## WHAT IS NEEDED
Retype the lines below from the line with "[segment] gravel ground" up to and including the line with "POLYGON ((195 98, 210", keeping every character unchanged and leaving out all other items.

## ROWS
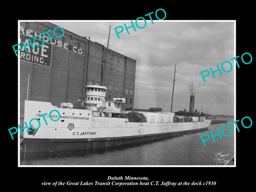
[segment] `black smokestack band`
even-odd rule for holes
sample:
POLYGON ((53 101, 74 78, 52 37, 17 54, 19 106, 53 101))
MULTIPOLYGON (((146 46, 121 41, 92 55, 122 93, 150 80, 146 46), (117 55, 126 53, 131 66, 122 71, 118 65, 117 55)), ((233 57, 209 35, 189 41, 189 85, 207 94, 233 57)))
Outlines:
POLYGON ((190 95, 190 101, 189 102, 189 112, 194 112, 194 105, 195 104, 195 95, 190 95))

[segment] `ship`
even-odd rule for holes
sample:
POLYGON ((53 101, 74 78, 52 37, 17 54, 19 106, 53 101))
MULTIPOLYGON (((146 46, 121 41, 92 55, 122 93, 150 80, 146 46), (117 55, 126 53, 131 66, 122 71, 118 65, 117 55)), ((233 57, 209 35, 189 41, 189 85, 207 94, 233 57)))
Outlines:
POLYGON ((170 112, 122 110, 125 99, 106 100, 102 85, 86 85, 77 106, 25 100, 23 159, 91 154, 208 130, 211 118, 194 110, 194 95, 189 111, 172 112, 174 82, 175 72, 170 112))
POLYGON ((86 97, 78 100, 78 108, 70 103, 58 107, 49 102, 25 101, 24 121, 37 118, 40 122, 39 125, 31 121, 25 130, 25 159, 112 150, 204 131, 211 124, 206 114, 193 111, 193 95, 189 111, 128 111, 122 110, 124 98, 105 100, 106 86, 90 85, 85 90, 86 97))

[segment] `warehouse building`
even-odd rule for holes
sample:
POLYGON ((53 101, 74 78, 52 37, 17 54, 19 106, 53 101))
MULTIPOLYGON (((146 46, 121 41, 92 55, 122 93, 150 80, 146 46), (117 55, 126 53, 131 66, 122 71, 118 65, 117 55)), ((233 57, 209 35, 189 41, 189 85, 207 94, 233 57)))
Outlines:
POLYGON ((78 99, 85 98, 85 86, 101 85, 103 74, 102 85, 107 89, 106 100, 124 98, 123 109, 132 109, 136 60, 109 49, 105 62, 107 47, 104 45, 65 29, 61 37, 63 31, 59 27, 54 36, 53 31, 57 27, 47 22, 20 22, 20 42, 27 45, 29 39, 33 42, 34 37, 41 35, 44 39, 37 36, 37 42, 39 44, 40 40, 44 40, 44 44, 35 46, 34 49, 28 46, 27 52, 24 47, 20 51, 20 124, 23 125, 27 98, 50 102, 59 107, 62 102, 71 102, 75 106, 78 99), (50 38, 47 33, 43 34, 50 30, 50 38))

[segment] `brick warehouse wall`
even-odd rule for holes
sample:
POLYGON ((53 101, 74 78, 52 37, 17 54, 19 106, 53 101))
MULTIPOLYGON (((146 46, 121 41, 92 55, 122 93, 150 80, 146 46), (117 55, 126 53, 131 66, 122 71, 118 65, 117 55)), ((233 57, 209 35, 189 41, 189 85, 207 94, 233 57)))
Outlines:
MULTIPOLYGON (((55 38, 52 31, 57 26, 50 22, 23 22, 20 25, 28 32, 37 31, 37 35, 51 29, 50 36, 55 38)), ((45 42, 45 45, 50 47, 47 56, 51 61, 50 66, 28 62, 26 59, 20 60, 20 125, 23 125, 24 100, 27 98, 29 73, 28 100, 50 102, 54 106, 59 106, 63 102, 77 105, 77 99, 84 97, 86 84, 100 84, 102 61, 106 47, 97 42, 89 42, 86 38, 63 29, 64 36, 55 38, 61 41, 63 45, 66 43, 80 48, 84 53, 83 55, 77 54, 45 42), (86 71, 88 49, 88 71, 86 71)), ((56 35, 61 36, 61 30, 56 30, 56 35)), ((30 38, 33 42, 33 37, 28 38, 30 38)), ((52 44, 57 45, 57 42, 52 41, 52 44)), ((36 46, 35 52, 36 49, 36 46)), ((42 49, 37 51, 42 51, 42 54, 46 54, 42 49)), ((29 52, 31 51, 29 50, 29 52)), ((25 56, 23 57, 22 59, 25 59, 25 56)), ((135 67, 136 60, 109 49, 103 84, 108 89, 106 100, 115 97, 124 97, 127 103, 124 105, 124 109, 133 108, 135 67)))

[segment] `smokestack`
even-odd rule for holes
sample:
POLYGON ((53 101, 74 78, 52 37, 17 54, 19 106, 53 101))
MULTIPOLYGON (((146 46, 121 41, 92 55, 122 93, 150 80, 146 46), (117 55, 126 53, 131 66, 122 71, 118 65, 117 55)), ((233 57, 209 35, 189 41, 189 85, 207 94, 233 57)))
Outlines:
POLYGON ((195 104, 195 95, 190 95, 190 101, 189 102, 189 112, 194 112, 194 106, 195 104))

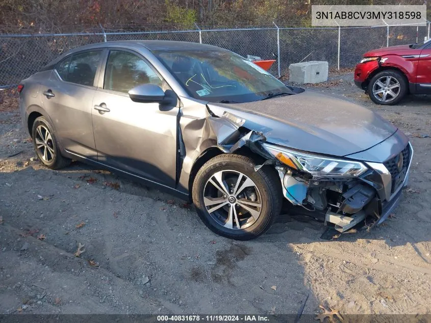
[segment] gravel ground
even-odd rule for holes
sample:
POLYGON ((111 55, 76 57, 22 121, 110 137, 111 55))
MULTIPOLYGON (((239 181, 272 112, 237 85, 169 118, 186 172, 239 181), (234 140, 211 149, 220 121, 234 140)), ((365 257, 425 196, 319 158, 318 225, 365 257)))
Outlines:
POLYGON ((16 99, 3 97, 0 313, 291 314, 308 295, 305 313, 320 304, 429 313, 431 100, 377 106, 352 79, 332 74, 307 87, 375 111, 407 133, 415 155, 391 218, 329 241, 322 223, 288 215, 258 239, 230 240, 168 194, 78 162, 47 169, 20 129, 16 99))

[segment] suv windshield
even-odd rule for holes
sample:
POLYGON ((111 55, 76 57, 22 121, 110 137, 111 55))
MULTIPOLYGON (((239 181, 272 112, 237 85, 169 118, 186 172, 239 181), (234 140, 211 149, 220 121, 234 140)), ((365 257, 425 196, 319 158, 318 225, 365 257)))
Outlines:
POLYGON ((195 98, 210 102, 240 103, 298 92, 255 63, 231 52, 153 53, 195 98))

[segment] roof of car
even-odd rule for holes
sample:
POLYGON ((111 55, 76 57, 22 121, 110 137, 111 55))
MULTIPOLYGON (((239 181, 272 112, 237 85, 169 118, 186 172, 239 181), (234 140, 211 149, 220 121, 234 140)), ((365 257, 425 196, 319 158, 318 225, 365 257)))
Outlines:
POLYGON ((149 51, 225 51, 212 45, 187 41, 172 40, 118 40, 86 45, 75 48, 71 52, 101 47, 124 46, 128 47, 144 47, 149 51))

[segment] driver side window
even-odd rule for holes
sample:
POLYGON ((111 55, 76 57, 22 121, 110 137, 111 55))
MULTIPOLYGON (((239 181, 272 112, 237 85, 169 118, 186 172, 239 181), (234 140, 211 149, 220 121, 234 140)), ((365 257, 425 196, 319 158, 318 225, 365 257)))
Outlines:
POLYGON ((107 62, 104 89, 127 93, 140 84, 163 87, 163 81, 138 56, 121 51, 111 51, 107 62))

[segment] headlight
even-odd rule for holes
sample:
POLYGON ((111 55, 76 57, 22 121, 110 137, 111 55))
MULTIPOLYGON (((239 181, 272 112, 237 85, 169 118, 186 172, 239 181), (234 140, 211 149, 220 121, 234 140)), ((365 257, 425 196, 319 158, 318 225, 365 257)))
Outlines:
POLYGON ((263 143, 263 145, 270 154, 283 163, 313 176, 356 177, 367 169, 359 162, 299 153, 269 143, 263 143))
POLYGON ((360 63, 366 63, 367 62, 370 62, 371 61, 376 61, 378 57, 364 57, 360 63))

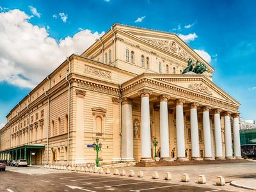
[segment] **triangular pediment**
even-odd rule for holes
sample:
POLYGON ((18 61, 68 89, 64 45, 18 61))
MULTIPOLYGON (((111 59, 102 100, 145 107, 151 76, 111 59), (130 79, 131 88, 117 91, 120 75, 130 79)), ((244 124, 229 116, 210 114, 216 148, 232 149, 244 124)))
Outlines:
POLYGON ((145 42, 167 51, 177 56, 186 60, 191 58, 194 61, 198 60, 204 62, 210 70, 214 70, 212 67, 176 34, 122 25, 118 26, 118 28, 123 32, 136 36, 145 42))
POLYGON ((204 95, 212 97, 238 106, 240 105, 236 99, 202 75, 159 75, 150 74, 147 76, 158 81, 164 81, 167 83, 184 88, 186 90, 200 93, 204 95))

## THE ANSWER
[segment] gravel ground
even-odd rule for holes
sample:
POLYGON ((111 55, 76 57, 22 121, 110 137, 111 55))
MULTIPOLYGON (((239 181, 272 112, 237 85, 169 118, 186 172, 239 181), (234 140, 211 149, 220 121, 234 140)), ((365 257, 425 196, 319 158, 318 225, 365 257)))
Outlines:
POLYGON ((16 99, 3 97, 0 313, 291 314, 308 295, 305 313, 320 304, 429 313, 431 100, 377 106, 352 79, 332 74, 307 87, 375 111, 407 133, 415 155, 391 218, 329 241, 322 223, 288 215, 258 239, 230 240, 168 194, 78 162, 47 169, 20 129, 16 99))

[segment] suv windshield
even-odd rule for holes
sample:
POLYGON ((111 55, 76 57, 22 121, 110 137, 111 55))
MULTIPOLYGON (((239 181, 272 112, 237 85, 169 118, 186 172, 239 181), (234 140, 211 149, 220 121, 234 140)), ((365 257, 425 196, 319 158, 318 225, 365 257)))
Outlines:
POLYGON ((195 98, 210 102, 240 103, 298 92, 255 63, 231 52, 153 53, 195 98))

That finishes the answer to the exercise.